> ACTION ITEM
Without omission or alteration, write out all of the data.
INFORMATION PROVIDED START
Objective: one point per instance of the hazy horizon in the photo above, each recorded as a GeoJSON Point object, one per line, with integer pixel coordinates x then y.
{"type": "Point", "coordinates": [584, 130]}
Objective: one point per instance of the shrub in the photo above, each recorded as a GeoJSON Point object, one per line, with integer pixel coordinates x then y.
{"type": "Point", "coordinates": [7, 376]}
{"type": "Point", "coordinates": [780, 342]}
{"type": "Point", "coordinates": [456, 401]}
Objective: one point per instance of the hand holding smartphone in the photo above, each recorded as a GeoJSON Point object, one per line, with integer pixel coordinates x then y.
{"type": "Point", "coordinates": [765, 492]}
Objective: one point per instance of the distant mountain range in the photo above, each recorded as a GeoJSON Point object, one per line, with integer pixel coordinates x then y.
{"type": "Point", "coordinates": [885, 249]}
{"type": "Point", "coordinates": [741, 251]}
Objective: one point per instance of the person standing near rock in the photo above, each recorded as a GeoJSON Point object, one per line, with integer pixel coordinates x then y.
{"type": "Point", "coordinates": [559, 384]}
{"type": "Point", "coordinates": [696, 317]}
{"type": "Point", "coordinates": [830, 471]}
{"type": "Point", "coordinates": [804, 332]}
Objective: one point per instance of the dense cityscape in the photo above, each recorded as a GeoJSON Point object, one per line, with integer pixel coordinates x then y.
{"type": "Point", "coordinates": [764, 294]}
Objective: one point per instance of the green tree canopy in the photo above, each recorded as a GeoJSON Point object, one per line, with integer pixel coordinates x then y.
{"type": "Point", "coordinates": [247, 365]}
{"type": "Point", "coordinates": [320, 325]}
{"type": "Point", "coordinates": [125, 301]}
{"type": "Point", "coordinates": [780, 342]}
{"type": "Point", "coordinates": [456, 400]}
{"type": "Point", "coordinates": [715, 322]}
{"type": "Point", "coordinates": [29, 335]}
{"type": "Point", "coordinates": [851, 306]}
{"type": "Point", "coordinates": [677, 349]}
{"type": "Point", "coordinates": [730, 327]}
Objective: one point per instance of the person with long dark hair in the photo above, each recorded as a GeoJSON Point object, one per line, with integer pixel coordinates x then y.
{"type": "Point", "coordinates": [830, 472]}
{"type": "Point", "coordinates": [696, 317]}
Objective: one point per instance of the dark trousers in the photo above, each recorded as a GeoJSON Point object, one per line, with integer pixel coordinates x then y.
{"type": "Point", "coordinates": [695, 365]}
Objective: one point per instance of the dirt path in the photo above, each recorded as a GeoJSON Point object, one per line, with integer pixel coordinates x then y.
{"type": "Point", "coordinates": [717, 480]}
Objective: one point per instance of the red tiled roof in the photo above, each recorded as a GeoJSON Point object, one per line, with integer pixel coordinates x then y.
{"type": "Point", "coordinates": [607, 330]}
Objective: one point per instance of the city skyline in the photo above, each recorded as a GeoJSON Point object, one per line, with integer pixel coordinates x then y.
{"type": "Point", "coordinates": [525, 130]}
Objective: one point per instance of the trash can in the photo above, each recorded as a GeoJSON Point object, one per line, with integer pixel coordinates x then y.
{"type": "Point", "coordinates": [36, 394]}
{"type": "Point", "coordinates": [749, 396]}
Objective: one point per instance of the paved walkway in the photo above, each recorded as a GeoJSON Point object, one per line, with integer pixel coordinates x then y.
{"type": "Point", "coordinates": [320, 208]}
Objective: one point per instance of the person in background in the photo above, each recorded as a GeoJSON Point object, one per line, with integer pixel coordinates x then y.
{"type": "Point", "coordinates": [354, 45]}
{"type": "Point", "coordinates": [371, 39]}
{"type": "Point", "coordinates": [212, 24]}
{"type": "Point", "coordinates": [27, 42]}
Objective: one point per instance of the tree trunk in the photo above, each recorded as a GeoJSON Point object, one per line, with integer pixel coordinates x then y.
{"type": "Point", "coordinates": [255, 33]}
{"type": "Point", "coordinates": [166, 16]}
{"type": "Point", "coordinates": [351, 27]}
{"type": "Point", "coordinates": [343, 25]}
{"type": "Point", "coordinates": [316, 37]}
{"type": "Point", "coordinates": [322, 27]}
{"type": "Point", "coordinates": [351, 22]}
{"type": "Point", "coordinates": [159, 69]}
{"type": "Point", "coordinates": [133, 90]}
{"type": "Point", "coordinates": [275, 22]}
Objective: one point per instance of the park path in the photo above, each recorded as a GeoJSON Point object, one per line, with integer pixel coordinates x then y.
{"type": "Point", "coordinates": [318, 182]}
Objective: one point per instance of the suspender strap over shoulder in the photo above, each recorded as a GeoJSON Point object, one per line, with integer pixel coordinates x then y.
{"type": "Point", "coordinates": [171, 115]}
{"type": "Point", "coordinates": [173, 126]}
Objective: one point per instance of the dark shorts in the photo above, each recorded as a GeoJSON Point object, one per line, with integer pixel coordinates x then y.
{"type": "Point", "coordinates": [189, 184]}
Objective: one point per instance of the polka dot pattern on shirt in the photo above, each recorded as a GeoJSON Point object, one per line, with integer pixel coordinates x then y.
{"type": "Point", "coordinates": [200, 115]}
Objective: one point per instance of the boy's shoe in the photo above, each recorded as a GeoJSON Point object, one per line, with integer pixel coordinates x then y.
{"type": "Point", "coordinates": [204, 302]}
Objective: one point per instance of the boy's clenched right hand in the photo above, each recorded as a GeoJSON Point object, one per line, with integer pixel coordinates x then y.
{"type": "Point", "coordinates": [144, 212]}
INFORMATION PROVIDED END
> TASK ANSWER
Objective: one point per instance of the hazy horizon in the photo above, each recorded as a GeoJSON Point object, one per line, with integer pixel coordinates x then y.
{"type": "Point", "coordinates": [584, 130]}
Objective: one point per instance of the shrub in the photo above, each recorded as a GeoJSON Point object, one per line, with integer pixel coordinates x then y.
{"type": "Point", "coordinates": [7, 376]}
{"type": "Point", "coordinates": [780, 342]}
{"type": "Point", "coordinates": [456, 401]}
Objective: one point per instance of the hand holding smartphone in the photo above, each recorded as a GeoJSON Point object, one per line, with integer pixel coordinates x then y.
{"type": "Point", "coordinates": [765, 492]}
Objective: one point per instance of the distant mountain range in the photo above, each recorded as a GeoJSON Point object, one per line, with integer pixel coordinates x then y.
{"type": "Point", "coordinates": [885, 249]}
{"type": "Point", "coordinates": [741, 251]}
Objective: one point per instance of the person standing near rock in the photo above, each recorded as a GeoJSON Point object, one per line, with integer pixel coordinates x then y.
{"type": "Point", "coordinates": [559, 384]}
{"type": "Point", "coordinates": [696, 317]}
{"type": "Point", "coordinates": [830, 471]}
{"type": "Point", "coordinates": [804, 332]}
Objective: one point per instance of the dense cityscape in the photo above, each recorded as a GeoJSON Point object, one per line, with integer pixel coordinates x then y.
{"type": "Point", "coordinates": [764, 294]}
Objective: one point per instance of the green tree canopy in the photo above, each recorded as a GeoJSON Point object, one per line, with integer pixel coordinates x then y.
{"type": "Point", "coordinates": [247, 365]}
{"type": "Point", "coordinates": [320, 325]}
{"type": "Point", "coordinates": [125, 301]}
{"type": "Point", "coordinates": [780, 342]}
{"type": "Point", "coordinates": [456, 400]}
{"type": "Point", "coordinates": [715, 322]}
{"type": "Point", "coordinates": [29, 335]}
{"type": "Point", "coordinates": [851, 306]}
{"type": "Point", "coordinates": [677, 349]}
{"type": "Point", "coordinates": [730, 327]}
Objective: one point per instance of the person with long dark hair in the photo above, each recorded as a GeoJSON Point object, one per line, with integer pixel coordinates x then y.
{"type": "Point", "coordinates": [830, 472]}
{"type": "Point", "coordinates": [696, 317]}
Objective: one point per instance of the dark trousers in the photo above, each recorded as a GeoJSON Point object, one per line, with integer pixel coordinates x then y.
{"type": "Point", "coordinates": [695, 365]}
Objective: one point per instance of the dirt path in the photo above, each recorded as a GeoJSON Point object, one per line, with integer pixel coordinates x then y.
{"type": "Point", "coordinates": [717, 480]}
Objective: one point per instance of the red tiled roof in the photo above, each recorded as a GeoJSON Point object, one per line, with integer pixel coordinates x then y.
{"type": "Point", "coordinates": [607, 330]}
Objective: one point per instance of the city skyline in the photo above, each recorded as a GeoJSON Point object, one per line, with integer pixel coordinates x then y.
{"type": "Point", "coordinates": [525, 130]}
Objective: one point per instance of the trash can in the photo above, each recorded as a GeoJSON Point object, one per line, with integer pixel coordinates x then y.
{"type": "Point", "coordinates": [36, 394]}
{"type": "Point", "coordinates": [749, 396]}
Objective: one point per instance of the paved walkway in the photo above, each recorded as a GeoJSON Point object, one per line, with integer pixel coordinates x then y.
{"type": "Point", "coordinates": [320, 208]}
Objective: one point per instance of the person in background in the photo above, each recorded as a GeoJSON Point object, one per line, with integer pixel coordinates x then y.
{"type": "Point", "coordinates": [354, 45]}
{"type": "Point", "coordinates": [371, 39]}
{"type": "Point", "coordinates": [212, 24]}
{"type": "Point", "coordinates": [27, 42]}
Objective: one point per instance of the tree trunk in the photo above, each recorded as a GeoJSON Point object, one per line, with integer pixel coordinates x then y.
{"type": "Point", "coordinates": [255, 33]}
{"type": "Point", "coordinates": [166, 16]}
{"type": "Point", "coordinates": [351, 27]}
{"type": "Point", "coordinates": [343, 25]}
{"type": "Point", "coordinates": [316, 37]}
{"type": "Point", "coordinates": [322, 27]}
{"type": "Point", "coordinates": [351, 22]}
{"type": "Point", "coordinates": [159, 69]}
{"type": "Point", "coordinates": [133, 90]}
{"type": "Point", "coordinates": [275, 22]}
Objective: one point per instance of the park path in the photo above, each recorded as a GeoJSON Point object, one per line, with integer pixel coordinates x then y.
{"type": "Point", "coordinates": [318, 182]}
Objective: one point per instance of the suspender strap over shoulder in the photo above, each recorded as a GeoJSON Point object, one per line, with integer pixel coordinates x then y.
{"type": "Point", "coordinates": [171, 115]}
{"type": "Point", "coordinates": [173, 126]}
Objective: one point per instance of the dark shorts in the photo above, each recorded as a GeoJSON Point object, one per line, with integer pixel coordinates x then y.
{"type": "Point", "coordinates": [189, 184]}
Objective: one point per instance of the polka dot pattern on shirt in the photo above, each recorded as a GeoJSON Point object, one per line, with integer pixel coordinates x then y.
{"type": "Point", "coordinates": [200, 115]}
Objective: one point per instance of the boy's shoe in the photo above, each recorded as a GeoJSON Point object, one per line, with integer pixel coordinates x then y.
{"type": "Point", "coordinates": [204, 302]}
Objective: one point per instance of the boy's clenched right hand in the photo above, each recorded as a GeoJSON Point object, one per line, with integer pixel coordinates x then y.
{"type": "Point", "coordinates": [144, 212]}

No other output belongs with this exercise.